◆ **PROBLEMS TO WORK ON**
A – Decide whether each statement agrees with the passage on becoming a skilled writer. Answer yes or no for each, and quote the words of the passage that settle it.
(i) The writer hopes to become skillful in writing, draftsmanship, and design.
(ii) The writer estimates having written about a million words so far.
(iii) Charles Stross is named as a writer who gained experience in journalism.
B – Answer these questions using the passage on becoming a skilled writer.
(i) How long does the writer assume it takes to write one word?
(ii) According to the writer, what happens if you keep doing something?
(iii) In what area, besides writing more, does the writer say more practice is needed?
C – Write out the passage on becoming a skilled writer from the words "To get some" up to and including the words "become truly proficient.".

◆ **GIVEN TEXT**
■ ■ ■ ■
The areas I wish to become skillful in are the fields of writing, draftsmanship, and design. Being able to write well and knowledgeably about a wide range of subjects is a core part of this skill.
To get some perspective on my 10, 000 hours consider this: if it takes me one second to write one word (and considering the possibility of multiple drafts, research-time-per word etc this is quite likely) then I will need to write some 36, 000, 000 words to become truly proficient.
Professional writers often get this experience in journalism (as in the case of Charles Stross and Malcolm Gladwell) or just through huge amounts of practice.
So far in my life I have probably written around half a million words. This needs to end now. I need to write more and more often.
As I imagine it writing is like anything else: if you keep doing it you will eventually become proficient. If you keep the wheels spinning and well-oiled things should develop in due course.
I also need more practice at narrative-building. I need to learn how to create a plot and build characters and plug everything together.
■ ■ ■ ■
◆ **GIVEN DATA**
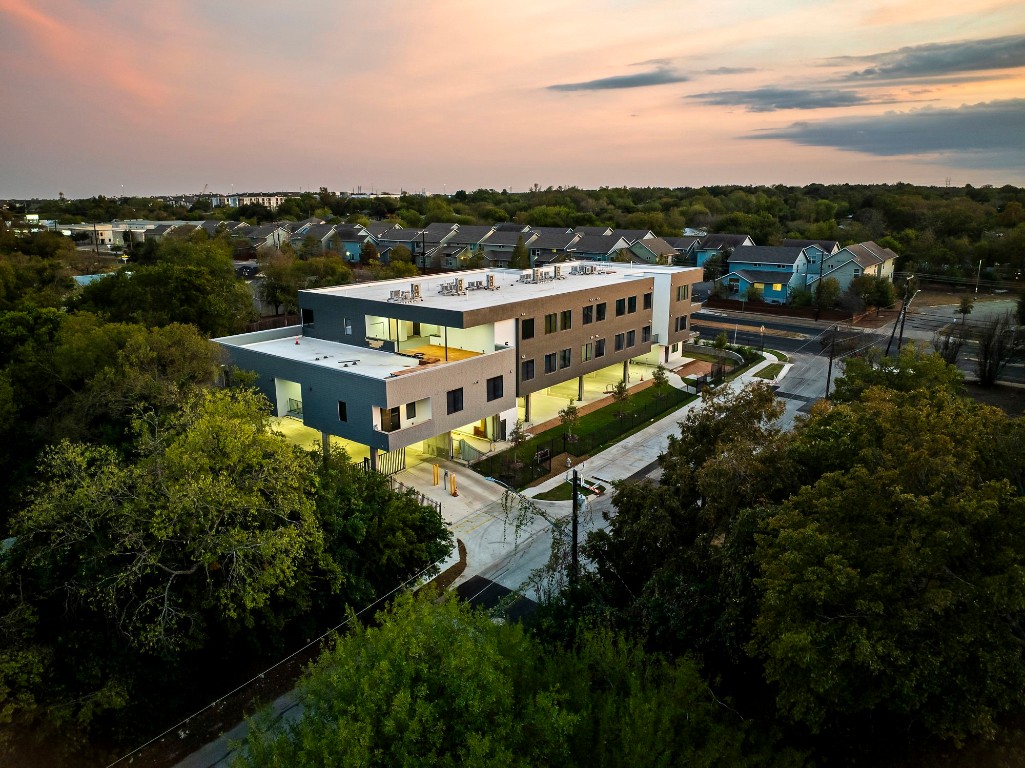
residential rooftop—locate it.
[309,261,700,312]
■ ■ ■ ■
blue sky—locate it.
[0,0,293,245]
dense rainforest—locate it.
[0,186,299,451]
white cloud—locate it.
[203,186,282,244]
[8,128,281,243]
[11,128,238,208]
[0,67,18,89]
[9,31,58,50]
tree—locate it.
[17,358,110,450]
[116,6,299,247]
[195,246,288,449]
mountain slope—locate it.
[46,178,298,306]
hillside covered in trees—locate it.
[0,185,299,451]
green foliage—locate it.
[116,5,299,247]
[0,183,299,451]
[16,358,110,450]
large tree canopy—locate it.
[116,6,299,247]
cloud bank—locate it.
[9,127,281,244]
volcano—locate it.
■ ■ ■ ■
◆ **SOLUTIONS IN ORDER**
A –
(i) Yes: "The areas I wish to become skillful in are the fields of writing, draftsmanship, and design."
(ii) No: "So far in my life I have probably written around half a million words."
(iii) Yes: "Professional writers often get this experience in journalism (as in the case of Charles Stross and Malcolm Gladwell)"

B –
(i) One second.
(ii) You will eventually become proficient.
(iii) Narrative-building.

C –
To get some perspective on my 10, 000 hours consider this: if it takes me one second to write one word (and considering the possibility of multiple drafts, research-time-per word etc this is quite likely) then I will need to write some 36, 000, 000 words to become truly proficient.